> Written task: Turn each line of the material below into an item in a numbered list. Skip the blank lines and leave the pictures out.
------------------------
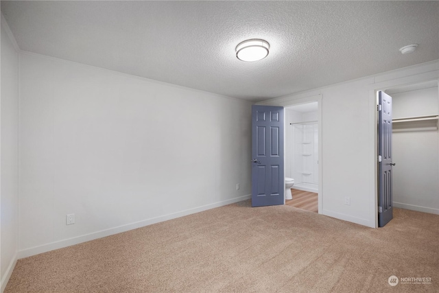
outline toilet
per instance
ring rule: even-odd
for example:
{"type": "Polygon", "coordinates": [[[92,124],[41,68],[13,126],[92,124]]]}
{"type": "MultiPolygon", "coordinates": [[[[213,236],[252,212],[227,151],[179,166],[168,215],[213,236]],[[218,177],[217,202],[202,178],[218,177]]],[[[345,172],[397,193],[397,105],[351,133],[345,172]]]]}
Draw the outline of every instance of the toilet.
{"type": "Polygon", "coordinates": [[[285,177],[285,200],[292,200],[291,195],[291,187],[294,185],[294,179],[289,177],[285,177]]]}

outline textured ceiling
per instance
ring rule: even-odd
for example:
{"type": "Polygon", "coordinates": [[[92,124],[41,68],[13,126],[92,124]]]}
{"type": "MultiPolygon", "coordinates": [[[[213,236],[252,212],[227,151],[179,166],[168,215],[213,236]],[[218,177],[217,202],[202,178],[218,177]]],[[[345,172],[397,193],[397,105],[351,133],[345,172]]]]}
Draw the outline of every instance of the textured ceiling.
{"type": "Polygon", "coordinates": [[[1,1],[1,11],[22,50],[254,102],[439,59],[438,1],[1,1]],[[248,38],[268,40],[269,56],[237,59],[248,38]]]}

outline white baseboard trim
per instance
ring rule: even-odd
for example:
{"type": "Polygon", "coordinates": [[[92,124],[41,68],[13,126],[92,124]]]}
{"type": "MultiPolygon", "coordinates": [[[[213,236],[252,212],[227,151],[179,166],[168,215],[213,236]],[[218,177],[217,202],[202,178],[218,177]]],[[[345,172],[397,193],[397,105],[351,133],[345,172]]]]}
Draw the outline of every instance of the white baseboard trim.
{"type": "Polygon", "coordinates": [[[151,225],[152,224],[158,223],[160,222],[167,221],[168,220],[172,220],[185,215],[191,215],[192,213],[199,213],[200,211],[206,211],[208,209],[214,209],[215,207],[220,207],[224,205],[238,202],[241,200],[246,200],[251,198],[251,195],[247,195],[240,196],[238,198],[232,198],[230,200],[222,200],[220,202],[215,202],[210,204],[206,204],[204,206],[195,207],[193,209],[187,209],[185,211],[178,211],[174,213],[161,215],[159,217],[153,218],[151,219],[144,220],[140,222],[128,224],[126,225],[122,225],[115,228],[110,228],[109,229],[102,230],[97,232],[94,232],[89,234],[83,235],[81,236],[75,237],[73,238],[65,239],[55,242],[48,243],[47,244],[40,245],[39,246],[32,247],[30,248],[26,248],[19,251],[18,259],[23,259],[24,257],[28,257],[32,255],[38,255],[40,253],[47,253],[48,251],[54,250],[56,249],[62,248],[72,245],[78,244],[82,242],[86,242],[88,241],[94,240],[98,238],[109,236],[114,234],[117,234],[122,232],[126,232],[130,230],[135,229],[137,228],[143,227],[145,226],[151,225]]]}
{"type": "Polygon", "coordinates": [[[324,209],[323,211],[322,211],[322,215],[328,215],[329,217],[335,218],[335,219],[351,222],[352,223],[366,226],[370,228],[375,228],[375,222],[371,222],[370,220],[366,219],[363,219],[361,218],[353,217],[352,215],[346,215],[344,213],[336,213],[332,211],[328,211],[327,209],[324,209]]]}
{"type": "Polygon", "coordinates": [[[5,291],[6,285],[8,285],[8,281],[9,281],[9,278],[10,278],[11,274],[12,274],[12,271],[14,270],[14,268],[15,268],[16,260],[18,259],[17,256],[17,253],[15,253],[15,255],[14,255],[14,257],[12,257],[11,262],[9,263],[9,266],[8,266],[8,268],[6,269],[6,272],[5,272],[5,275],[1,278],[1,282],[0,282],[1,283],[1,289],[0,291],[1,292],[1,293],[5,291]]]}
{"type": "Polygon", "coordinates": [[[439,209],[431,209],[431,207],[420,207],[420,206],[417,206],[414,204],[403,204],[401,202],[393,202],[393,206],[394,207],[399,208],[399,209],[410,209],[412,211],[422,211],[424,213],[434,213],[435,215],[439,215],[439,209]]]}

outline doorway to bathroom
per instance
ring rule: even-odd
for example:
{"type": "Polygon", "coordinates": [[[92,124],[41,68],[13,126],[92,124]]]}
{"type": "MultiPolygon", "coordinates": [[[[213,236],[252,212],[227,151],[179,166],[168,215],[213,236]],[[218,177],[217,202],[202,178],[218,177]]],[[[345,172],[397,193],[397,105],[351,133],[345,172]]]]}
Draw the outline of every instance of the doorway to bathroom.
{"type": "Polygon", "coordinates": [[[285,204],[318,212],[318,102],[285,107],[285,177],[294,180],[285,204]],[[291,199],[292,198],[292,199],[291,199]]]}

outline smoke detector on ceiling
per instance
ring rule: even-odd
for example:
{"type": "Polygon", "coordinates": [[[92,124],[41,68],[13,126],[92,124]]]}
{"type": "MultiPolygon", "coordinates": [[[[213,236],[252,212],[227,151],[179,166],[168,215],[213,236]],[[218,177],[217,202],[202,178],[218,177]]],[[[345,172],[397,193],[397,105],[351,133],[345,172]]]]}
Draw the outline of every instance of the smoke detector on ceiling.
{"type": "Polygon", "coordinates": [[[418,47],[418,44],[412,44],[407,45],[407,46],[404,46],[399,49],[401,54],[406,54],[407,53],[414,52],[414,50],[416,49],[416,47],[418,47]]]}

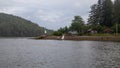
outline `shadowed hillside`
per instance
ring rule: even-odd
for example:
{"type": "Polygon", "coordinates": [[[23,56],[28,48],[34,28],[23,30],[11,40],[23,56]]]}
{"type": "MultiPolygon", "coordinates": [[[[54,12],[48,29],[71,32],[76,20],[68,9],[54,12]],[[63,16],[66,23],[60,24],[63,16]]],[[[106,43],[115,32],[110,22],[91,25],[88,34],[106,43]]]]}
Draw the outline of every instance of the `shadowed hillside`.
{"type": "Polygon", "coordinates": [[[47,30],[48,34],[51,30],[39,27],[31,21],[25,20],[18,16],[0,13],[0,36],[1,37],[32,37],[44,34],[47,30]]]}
------------------------
> Task output:
1. outline toilet
2. per instance
3. ring rule: even-odd
4. for example:
5. {"type": "Polygon", "coordinates": [[[92,124],[41,68],[13,126],[92,124]]]}
6. {"type": "MultiPolygon", "coordinates": [[[[213,236],[252,212],[227,151],[179,166],[168,215],[213,236]],[[218,177],[217,202],[202,178],[218,177]]],[[[345,172],[397,193],[397,105],[351,133],[345,172]]]]}
7. Draw the outline of every instance of the toilet.
8. {"type": "Polygon", "coordinates": [[[285,177],[285,200],[292,200],[291,195],[291,187],[294,185],[294,179],[289,177],[285,177]]]}
9. outline textured ceiling
10. per instance
11. ring rule: even-odd
12. for example:
13. {"type": "Polygon", "coordinates": [[[92,124],[41,68],[13,126],[92,124]]]}
14. {"type": "MultiPolygon", "coordinates": [[[[213,236],[252,212],[227,151],[179,166],[168,215],[213,236]],[[218,177],[217,202],[202,178],[218,177]]],[[[345,172],[397,193],[397,105],[351,133],[345,172]]]]}
15. Draw the outline of every instance of the textured ceiling.
16. {"type": "Polygon", "coordinates": [[[1,1],[1,11],[22,50],[254,102],[439,59],[438,1],[1,1]],[[248,38],[268,40],[269,56],[237,59],[248,38]]]}
17. outline white baseboard trim
18. per instance
19. ring rule: even-odd
20. for example:
21. {"type": "Polygon", "coordinates": [[[92,124],[41,68],[13,126],[92,124]]]}
22. {"type": "MultiPolygon", "coordinates": [[[[213,236],[252,212],[227,151],[179,166],[168,215],[213,236]],[[218,177],[217,202],[202,178],[218,177]]],[[[345,172],[397,193],[397,105],[351,133],[345,172]]]]}
23. Draw the outline of every instance of the white baseboard trim.
24. {"type": "Polygon", "coordinates": [[[151,225],[152,224],[158,223],[160,222],[167,221],[168,220],[172,220],[185,215],[191,215],[192,213],[199,213],[200,211],[206,211],[208,209],[214,209],[215,207],[220,207],[224,205],[238,202],[241,200],[246,200],[251,198],[251,195],[247,195],[240,196],[238,198],[232,198],[230,200],[222,200],[220,202],[215,202],[210,204],[206,204],[204,206],[195,207],[193,209],[187,209],[185,211],[178,211],[174,213],[161,215],[159,217],[153,218],[151,219],[144,220],[140,222],[128,224],[126,225],[122,225],[115,228],[110,228],[109,229],[102,230],[97,232],[94,232],[89,234],[83,235],[81,236],[75,237],[73,238],[65,239],[55,242],[48,243],[47,244],[40,245],[39,246],[32,247],[30,248],[26,248],[19,251],[18,259],[23,259],[24,257],[28,257],[32,255],[38,255],[40,253],[47,253],[48,251],[54,250],[56,249],[62,248],[72,245],[78,244],[82,242],[86,242],[88,241],[94,240],[98,238],[109,236],[114,234],[117,234],[122,232],[126,232],[130,230],[135,229],[137,228],[143,227],[145,226],[151,225]]]}
25. {"type": "Polygon", "coordinates": [[[324,209],[323,211],[322,211],[322,215],[328,215],[329,217],[335,218],[335,219],[351,222],[352,223],[366,226],[370,228],[375,228],[375,222],[371,222],[370,220],[366,219],[363,219],[361,218],[353,217],[352,215],[346,215],[344,213],[336,213],[332,211],[328,211],[327,209],[324,209]]]}
26. {"type": "Polygon", "coordinates": [[[5,291],[6,285],[8,285],[8,281],[9,281],[9,278],[10,278],[11,274],[12,274],[12,271],[14,270],[14,268],[15,268],[16,260],[18,259],[17,256],[17,253],[15,253],[15,255],[14,255],[14,257],[12,257],[11,262],[9,263],[9,266],[8,266],[8,268],[6,269],[6,272],[5,272],[5,275],[1,278],[1,282],[0,282],[1,283],[1,289],[0,291],[1,292],[1,293],[5,291]]]}
27. {"type": "Polygon", "coordinates": [[[439,209],[431,209],[431,207],[420,207],[420,206],[417,206],[414,204],[403,204],[401,202],[393,202],[393,206],[394,207],[399,208],[399,209],[410,209],[412,211],[422,211],[424,213],[434,213],[435,215],[439,215],[439,209]]]}
28. outline doorway to bathroom
29. per instance
30. ring rule: even-odd
31. for example:
32. {"type": "Polygon", "coordinates": [[[92,124],[41,68],[13,126],[92,124]]]}
33. {"type": "MultiPolygon", "coordinates": [[[[213,236],[252,212],[227,151],[179,166],[168,215],[213,236]],[[218,177],[217,202],[202,178],[218,177]]],[[[345,172],[397,193],[397,105],[351,133],[345,172]]]]}
34. Draw the outline of every instance of the doorway to bathroom.
35. {"type": "Polygon", "coordinates": [[[285,204],[318,212],[318,102],[285,107],[285,177],[294,180],[285,204]],[[291,199],[292,198],[292,199],[291,199]]]}
36. outline smoke detector on ceiling
37. per instance
38. ring rule: even-odd
39. for example:
40. {"type": "Polygon", "coordinates": [[[92,124],[41,68],[13,126],[92,124]]]}
41. {"type": "MultiPolygon", "coordinates": [[[[213,236],[252,212],[227,151],[179,166],[168,215],[213,236]],[[218,177],[217,202],[202,178],[218,177]]],[[[345,172],[397,193],[397,105],[351,133],[345,172]]]]}
42. Draw the outline of every instance of the smoke detector on ceiling.
43. {"type": "Polygon", "coordinates": [[[418,47],[418,44],[412,44],[407,45],[407,46],[404,46],[399,49],[401,54],[406,54],[407,53],[414,52],[414,50],[416,49],[416,47],[418,47]]]}
44. outline `shadowed hillside`
45. per instance
46. ring rule: even-odd
47. for example:
48. {"type": "Polygon", "coordinates": [[[23,56],[28,48],[34,28],[23,30],[11,40],[23,56]]]}
49. {"type": "MultiPolygon", "coordinates": [[[[54,12],[48,29],[71,32],[76,20],[68,9],[54,12]],[[63,16],[66,23],[60,24],[63,16]]],[[[106,43],[115,32],[110,22],[91,25],[88,34],[106,43]]]]}
50. Draw the outline of every instance of the `shadowed hillside`.
51. {"type": "Polygon", "coordinates": [[[47,30],[48,34],[51,30],[39,27],[31,21],[25,20],[18,16],[0,13],[0,36],[1,37],[32,37],[44,34],[47,30]]]}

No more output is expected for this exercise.